▸ TEXTE FOURNI
####
N’est-ce pas d’abord une singulière contradiction de déclarer en principe les réunions de mines illégales, et en même temps de leur permettre d’exister, à la condition de n’inquiéter personne. Si le concessionnaire qui réunit dans sa main plusieurs mines manque par ce fait seul à la loi de son contrat, pourquoi cette infraction si grave demeurerait-elle impunie ? Qu’est-ce qu’une loi qui doute de son principe, au point de tolérer sa violation ? Du moment que la commission pensait que la loi de 1810 a interdit les réunions houillères, ne devait-elle pas déclarer que toute réunion non autorisée entraînerait de plein droit la déchéance des concessionnaires ?
####
▸ QUESTIONS À TRAITER
A. Répondez aux questions suivantes à partir du texte fourni :
(i) À quelle condition les réunions de mines sont-elles autorisées à exister ?
(ii) Quelle loi la commission pensait-elle avoir interdit les réunions houillères ?
(iii) Selon le texte fourni, quelle conséquence toute réunion non autorisée aurait-elle dû entraîner de plein droit ?
B. Repérez, parmi les lignes ci-dessous, toutes celles qui contiennent le mot « bear », puis recopiez-les.
####
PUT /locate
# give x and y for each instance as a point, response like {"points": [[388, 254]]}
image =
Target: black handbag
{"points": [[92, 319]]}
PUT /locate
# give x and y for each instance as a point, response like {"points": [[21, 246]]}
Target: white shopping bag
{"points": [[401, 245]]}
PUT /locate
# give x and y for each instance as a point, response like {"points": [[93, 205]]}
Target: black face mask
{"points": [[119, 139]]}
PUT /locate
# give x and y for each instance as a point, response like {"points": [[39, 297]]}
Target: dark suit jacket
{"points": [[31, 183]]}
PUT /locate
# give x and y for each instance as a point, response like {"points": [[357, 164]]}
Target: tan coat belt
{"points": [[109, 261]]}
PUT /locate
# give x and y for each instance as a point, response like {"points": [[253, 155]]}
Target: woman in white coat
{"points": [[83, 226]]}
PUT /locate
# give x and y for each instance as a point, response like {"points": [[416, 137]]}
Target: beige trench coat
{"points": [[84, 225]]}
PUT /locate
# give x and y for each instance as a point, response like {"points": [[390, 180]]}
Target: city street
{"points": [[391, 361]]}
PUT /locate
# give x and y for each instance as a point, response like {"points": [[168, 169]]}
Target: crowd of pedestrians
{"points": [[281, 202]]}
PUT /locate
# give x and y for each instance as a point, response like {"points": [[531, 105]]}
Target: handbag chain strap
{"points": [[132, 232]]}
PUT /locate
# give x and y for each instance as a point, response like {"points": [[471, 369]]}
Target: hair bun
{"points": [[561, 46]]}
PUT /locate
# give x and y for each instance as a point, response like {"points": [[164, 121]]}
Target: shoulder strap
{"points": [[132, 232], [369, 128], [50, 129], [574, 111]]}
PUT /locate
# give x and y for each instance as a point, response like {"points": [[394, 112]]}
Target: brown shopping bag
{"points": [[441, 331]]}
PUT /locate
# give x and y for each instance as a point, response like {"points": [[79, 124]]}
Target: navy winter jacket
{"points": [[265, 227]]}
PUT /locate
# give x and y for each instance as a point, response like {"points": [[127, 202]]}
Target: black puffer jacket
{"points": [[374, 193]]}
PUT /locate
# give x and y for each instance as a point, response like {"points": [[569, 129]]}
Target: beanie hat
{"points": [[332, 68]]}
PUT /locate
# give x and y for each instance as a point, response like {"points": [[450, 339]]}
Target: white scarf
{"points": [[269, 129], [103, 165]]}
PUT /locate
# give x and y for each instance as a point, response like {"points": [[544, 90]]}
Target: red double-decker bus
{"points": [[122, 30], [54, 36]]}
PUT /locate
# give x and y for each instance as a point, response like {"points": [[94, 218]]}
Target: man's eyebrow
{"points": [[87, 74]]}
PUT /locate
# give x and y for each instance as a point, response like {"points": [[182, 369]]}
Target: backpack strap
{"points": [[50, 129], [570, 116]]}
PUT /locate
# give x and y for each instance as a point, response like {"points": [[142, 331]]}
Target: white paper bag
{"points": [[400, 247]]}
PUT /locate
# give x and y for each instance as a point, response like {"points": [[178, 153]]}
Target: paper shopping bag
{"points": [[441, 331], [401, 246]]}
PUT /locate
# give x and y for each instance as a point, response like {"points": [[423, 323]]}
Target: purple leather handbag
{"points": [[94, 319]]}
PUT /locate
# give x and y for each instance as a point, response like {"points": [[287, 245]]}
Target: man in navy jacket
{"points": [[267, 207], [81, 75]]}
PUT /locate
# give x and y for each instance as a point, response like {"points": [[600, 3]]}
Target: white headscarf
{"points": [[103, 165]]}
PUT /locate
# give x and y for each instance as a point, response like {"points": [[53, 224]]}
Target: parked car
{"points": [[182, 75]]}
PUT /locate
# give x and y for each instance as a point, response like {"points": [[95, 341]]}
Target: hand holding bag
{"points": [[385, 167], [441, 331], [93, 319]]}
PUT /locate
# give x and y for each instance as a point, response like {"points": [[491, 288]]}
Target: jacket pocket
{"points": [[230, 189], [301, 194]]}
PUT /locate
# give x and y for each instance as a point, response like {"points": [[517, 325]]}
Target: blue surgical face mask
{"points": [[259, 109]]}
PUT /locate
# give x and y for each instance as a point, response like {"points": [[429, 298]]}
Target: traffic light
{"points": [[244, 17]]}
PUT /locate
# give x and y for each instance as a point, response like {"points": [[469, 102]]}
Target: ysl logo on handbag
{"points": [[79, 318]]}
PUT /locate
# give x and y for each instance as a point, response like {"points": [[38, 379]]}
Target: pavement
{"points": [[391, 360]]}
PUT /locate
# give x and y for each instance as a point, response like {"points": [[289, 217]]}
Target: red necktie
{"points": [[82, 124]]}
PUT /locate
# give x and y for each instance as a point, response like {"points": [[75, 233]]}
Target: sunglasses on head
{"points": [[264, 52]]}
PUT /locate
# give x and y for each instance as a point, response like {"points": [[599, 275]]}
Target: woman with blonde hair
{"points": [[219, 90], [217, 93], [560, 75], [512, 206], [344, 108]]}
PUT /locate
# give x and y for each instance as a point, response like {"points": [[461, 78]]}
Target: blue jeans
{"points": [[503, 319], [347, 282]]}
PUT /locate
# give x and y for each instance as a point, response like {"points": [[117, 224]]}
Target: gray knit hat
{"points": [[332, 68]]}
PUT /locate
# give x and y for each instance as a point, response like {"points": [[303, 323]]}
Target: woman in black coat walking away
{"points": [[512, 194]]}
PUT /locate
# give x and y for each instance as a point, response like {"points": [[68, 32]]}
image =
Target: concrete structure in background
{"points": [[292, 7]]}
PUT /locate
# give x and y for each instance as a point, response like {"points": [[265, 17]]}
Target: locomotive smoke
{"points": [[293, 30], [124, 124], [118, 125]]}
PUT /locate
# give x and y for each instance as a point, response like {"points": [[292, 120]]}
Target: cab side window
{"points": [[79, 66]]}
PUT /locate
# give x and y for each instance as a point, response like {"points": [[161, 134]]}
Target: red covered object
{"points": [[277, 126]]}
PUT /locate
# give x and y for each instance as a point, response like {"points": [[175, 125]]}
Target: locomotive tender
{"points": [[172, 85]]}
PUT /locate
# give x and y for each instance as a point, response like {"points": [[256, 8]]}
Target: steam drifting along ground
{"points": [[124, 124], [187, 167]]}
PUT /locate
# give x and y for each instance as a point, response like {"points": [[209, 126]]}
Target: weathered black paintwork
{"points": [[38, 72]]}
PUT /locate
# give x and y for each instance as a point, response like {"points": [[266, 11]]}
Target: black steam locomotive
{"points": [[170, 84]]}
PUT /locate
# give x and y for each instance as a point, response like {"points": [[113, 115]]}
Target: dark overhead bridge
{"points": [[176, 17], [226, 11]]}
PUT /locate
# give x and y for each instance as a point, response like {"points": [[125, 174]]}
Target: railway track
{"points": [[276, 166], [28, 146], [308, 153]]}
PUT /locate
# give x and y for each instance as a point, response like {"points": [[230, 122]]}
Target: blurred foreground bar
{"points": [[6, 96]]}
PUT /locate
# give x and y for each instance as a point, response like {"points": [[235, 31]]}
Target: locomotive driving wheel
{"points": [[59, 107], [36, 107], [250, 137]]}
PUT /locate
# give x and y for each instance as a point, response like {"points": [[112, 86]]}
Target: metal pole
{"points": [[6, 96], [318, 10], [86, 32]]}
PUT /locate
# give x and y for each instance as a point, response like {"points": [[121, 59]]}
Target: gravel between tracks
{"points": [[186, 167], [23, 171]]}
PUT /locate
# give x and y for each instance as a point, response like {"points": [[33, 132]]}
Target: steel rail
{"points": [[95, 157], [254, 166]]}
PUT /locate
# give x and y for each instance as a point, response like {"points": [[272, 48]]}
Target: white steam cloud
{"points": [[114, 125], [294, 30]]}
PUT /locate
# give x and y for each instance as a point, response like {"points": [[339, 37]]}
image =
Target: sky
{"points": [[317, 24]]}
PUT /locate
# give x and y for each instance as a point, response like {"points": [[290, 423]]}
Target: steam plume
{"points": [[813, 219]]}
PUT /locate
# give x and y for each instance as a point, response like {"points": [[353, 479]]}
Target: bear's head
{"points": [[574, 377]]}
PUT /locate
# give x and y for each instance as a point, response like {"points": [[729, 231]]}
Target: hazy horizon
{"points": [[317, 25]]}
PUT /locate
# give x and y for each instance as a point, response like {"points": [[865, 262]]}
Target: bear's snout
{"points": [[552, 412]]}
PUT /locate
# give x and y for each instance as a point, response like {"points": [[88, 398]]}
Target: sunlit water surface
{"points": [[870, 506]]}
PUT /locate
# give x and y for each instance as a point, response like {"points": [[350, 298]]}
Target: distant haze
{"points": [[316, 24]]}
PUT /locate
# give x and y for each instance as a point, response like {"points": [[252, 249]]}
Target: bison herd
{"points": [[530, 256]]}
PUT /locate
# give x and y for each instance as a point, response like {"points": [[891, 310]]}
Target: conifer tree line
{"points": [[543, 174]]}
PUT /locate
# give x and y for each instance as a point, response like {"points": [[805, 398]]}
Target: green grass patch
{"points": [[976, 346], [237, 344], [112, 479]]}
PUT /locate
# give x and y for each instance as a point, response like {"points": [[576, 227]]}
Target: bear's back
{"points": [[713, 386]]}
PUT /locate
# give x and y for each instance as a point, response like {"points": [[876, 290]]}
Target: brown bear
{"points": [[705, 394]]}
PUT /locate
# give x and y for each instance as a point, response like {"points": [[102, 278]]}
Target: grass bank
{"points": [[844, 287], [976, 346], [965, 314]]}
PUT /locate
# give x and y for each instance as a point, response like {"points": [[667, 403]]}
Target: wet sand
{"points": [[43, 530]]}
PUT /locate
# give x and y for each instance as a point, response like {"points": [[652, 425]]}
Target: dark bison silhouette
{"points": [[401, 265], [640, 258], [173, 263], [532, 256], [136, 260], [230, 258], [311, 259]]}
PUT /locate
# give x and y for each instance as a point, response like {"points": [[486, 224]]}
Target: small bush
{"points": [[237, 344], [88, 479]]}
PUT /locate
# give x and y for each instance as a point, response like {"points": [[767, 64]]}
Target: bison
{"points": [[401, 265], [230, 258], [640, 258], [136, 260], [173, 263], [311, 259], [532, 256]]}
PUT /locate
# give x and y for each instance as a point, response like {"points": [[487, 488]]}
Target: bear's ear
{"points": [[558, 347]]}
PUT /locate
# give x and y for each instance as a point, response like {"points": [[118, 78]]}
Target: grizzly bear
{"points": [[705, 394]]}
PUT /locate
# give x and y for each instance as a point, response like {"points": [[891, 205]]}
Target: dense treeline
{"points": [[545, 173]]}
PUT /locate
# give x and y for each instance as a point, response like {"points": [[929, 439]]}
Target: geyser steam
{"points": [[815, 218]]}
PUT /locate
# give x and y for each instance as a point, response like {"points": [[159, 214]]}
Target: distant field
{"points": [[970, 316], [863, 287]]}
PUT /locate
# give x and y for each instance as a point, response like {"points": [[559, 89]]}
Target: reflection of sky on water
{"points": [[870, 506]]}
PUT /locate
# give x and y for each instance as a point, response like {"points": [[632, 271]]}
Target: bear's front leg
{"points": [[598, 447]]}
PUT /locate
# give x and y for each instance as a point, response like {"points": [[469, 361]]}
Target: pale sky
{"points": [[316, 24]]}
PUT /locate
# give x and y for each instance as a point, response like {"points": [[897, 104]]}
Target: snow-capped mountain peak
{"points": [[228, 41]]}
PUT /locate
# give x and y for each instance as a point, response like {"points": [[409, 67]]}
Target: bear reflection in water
####
▸ RÉPONSES AUX EXERCICES
A.
(i) À la condition de n'inquiéter personne.
(ii) La loi de 1810.
(iii) La déchéance des concessionnaires.

B.
Target: bear's head
Target: bear's snout
Target: bear's back
Target: brown bear
Target: bear's ear
Target: grizzly bear
Target: bear's front leg
Target: bear reflection in water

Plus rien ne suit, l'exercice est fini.